# [What is being asked]
Retrieve all lines below that have the string "black".
━━━━━ Records for this exercise
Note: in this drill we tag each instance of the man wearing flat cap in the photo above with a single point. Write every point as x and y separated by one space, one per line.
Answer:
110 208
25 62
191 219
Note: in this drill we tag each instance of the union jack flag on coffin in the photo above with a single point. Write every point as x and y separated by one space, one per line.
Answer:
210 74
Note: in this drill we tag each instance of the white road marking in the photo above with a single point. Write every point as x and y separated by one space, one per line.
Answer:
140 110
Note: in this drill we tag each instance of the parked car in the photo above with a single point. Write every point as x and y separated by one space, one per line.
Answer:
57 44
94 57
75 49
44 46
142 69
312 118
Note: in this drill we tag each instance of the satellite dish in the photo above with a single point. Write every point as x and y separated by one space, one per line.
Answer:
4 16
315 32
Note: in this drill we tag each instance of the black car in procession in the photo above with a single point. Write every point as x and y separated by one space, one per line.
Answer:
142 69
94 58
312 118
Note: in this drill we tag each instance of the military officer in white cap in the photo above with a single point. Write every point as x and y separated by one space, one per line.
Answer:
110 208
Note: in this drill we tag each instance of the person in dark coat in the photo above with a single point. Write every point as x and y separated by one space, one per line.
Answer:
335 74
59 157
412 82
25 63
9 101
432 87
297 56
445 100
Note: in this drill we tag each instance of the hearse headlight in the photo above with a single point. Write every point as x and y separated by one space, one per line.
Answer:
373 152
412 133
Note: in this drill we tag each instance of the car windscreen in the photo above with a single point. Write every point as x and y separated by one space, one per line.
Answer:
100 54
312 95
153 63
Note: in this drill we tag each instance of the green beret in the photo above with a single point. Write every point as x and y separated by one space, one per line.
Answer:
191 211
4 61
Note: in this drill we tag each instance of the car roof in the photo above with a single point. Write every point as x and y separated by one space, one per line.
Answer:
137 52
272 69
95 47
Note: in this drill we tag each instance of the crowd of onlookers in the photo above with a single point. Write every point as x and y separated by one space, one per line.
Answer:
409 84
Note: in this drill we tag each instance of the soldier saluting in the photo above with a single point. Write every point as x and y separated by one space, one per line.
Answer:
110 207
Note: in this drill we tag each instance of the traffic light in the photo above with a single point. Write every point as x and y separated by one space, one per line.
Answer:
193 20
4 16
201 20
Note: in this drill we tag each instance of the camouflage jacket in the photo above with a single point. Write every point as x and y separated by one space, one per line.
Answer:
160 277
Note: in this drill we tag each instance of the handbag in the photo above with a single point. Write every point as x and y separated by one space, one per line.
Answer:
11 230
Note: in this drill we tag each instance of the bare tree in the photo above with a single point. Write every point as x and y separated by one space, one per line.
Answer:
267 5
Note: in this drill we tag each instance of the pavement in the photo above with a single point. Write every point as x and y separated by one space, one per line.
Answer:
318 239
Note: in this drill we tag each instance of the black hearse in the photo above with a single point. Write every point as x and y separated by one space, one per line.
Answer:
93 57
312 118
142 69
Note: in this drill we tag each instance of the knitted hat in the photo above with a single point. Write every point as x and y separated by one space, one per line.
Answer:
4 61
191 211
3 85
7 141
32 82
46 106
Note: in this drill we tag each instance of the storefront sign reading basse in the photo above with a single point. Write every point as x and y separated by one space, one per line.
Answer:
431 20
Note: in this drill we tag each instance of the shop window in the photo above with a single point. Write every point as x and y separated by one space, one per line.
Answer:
━━━━━━━━━━
# [Written answer]
Note: in this drill we tag each instance of the black car in procession in the photo above with a single point. Write every point as x and y separated by one space, one per line.
Note: in this drill we tag each instance of the black hearse in the photo above with a single point. Write every point as x and y separated by one space, one per line.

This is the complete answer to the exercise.